» **WHAT YOU HAVE TO DO**
Going from the line that contains "such as [267,31]." to the last line of the material below, repeat every line exactly.

SUPPLIED RECORDS Block Start

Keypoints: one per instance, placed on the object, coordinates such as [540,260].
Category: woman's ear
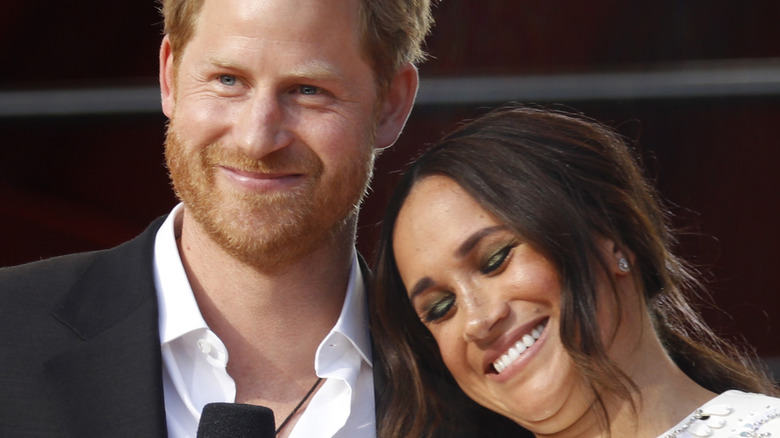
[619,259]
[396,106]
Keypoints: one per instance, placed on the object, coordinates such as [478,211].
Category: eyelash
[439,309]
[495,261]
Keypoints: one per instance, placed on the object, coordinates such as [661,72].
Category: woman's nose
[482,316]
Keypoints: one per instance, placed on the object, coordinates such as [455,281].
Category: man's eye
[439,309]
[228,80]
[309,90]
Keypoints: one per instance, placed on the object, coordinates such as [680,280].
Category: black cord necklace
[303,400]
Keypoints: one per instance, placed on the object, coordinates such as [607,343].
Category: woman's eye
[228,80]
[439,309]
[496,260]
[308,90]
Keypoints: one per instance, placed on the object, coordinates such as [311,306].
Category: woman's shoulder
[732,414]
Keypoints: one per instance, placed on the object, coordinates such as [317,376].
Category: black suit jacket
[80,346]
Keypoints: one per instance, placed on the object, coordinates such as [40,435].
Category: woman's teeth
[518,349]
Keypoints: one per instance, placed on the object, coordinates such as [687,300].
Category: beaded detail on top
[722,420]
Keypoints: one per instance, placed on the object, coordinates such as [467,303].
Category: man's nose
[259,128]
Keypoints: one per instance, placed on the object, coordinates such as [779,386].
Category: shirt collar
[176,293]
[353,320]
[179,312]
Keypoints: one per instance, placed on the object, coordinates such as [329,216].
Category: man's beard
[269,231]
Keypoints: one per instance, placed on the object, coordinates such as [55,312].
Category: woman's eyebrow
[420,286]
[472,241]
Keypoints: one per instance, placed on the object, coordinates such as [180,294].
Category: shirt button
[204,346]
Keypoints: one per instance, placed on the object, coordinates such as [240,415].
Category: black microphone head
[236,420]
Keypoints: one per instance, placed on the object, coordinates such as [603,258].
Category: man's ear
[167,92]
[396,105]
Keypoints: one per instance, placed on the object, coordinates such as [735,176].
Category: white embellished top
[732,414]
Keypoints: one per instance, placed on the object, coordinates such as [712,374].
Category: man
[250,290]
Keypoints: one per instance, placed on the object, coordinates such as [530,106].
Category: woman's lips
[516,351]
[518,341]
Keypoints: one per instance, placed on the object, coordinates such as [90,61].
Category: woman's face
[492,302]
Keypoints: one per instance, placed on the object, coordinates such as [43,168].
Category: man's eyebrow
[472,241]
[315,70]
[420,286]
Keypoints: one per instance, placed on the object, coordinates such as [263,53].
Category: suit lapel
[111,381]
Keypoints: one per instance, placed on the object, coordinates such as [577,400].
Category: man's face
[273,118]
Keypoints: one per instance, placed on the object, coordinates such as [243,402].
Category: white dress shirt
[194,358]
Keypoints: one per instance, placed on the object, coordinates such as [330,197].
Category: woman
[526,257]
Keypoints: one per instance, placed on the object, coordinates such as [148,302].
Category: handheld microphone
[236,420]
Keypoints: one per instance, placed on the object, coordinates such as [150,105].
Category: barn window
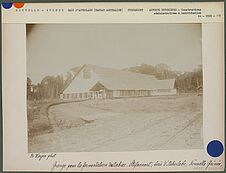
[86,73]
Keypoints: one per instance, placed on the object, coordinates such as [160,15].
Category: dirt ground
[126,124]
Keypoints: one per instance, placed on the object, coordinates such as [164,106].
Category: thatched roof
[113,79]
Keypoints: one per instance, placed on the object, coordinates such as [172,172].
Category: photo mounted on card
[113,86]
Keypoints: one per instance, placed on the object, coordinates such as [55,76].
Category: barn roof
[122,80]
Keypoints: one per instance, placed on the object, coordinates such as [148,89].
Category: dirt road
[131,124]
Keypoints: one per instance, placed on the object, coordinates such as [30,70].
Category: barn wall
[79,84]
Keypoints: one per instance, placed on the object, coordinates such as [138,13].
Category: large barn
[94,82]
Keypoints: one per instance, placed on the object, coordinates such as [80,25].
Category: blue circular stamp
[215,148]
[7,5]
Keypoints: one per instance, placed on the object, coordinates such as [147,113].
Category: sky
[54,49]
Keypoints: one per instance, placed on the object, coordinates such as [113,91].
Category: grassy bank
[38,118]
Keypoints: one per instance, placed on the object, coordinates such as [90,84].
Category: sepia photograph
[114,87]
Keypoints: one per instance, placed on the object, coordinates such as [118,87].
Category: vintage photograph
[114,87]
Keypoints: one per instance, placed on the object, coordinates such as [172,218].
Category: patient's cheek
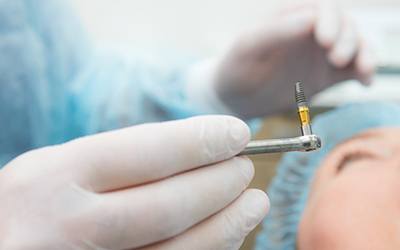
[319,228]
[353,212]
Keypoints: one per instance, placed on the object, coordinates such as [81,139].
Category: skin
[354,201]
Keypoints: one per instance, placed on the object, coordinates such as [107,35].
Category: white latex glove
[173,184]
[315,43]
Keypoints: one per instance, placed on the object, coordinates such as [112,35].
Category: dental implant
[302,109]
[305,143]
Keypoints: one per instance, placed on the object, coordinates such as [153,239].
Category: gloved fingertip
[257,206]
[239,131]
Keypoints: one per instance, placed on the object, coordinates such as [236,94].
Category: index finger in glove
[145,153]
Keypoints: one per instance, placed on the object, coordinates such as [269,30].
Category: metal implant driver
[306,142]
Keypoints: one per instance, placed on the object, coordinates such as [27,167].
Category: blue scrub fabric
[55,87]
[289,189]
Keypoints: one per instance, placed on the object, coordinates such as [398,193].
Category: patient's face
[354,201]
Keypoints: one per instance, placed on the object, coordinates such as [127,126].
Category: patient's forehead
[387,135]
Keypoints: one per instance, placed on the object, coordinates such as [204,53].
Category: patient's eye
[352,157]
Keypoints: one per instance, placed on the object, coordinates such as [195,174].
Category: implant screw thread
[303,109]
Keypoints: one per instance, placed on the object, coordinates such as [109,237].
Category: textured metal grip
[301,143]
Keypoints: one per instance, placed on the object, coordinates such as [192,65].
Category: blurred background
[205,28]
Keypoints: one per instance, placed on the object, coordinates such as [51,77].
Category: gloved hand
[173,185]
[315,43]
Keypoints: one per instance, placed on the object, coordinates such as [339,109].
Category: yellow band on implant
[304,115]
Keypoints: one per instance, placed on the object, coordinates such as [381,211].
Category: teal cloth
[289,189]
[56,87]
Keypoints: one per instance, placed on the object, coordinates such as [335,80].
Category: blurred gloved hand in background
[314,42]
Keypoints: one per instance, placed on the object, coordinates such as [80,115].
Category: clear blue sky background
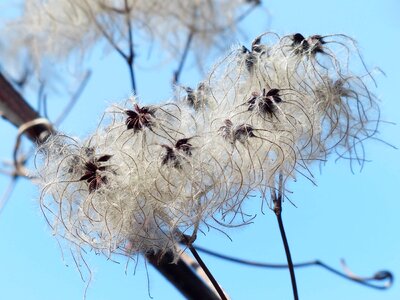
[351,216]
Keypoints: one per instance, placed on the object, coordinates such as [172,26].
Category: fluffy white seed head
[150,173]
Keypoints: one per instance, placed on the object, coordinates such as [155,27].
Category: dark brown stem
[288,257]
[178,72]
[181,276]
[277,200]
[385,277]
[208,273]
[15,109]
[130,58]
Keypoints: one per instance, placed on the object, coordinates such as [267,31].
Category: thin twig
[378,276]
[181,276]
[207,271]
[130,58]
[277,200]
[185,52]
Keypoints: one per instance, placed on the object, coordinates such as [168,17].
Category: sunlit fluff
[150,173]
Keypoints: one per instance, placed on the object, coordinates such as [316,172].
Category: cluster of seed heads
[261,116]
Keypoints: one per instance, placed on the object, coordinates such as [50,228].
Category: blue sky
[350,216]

SUPPLIED RECORDS Block End

» **RESPONSE TO THE EXERCISE**
Keypoints: one per instance, placed on the object, coordinates such as [267,31].
Category: thin twig
[378,276]
[181,276]
[207,271]
[130,58]
[277,200]
[185,52]
Keypoints: one per instance, placed on the object, coordinates such as [168,17].
Category: sunlit fluff
[150,173]
Keypoints: one per instance, placed on the object, coordinates such as [316,172].
Category: cluster of seed heads
[261,116]
Keypoints: one per instance, placed on the object, coordinates such as [50,228].
Category: blue sky
[350,216]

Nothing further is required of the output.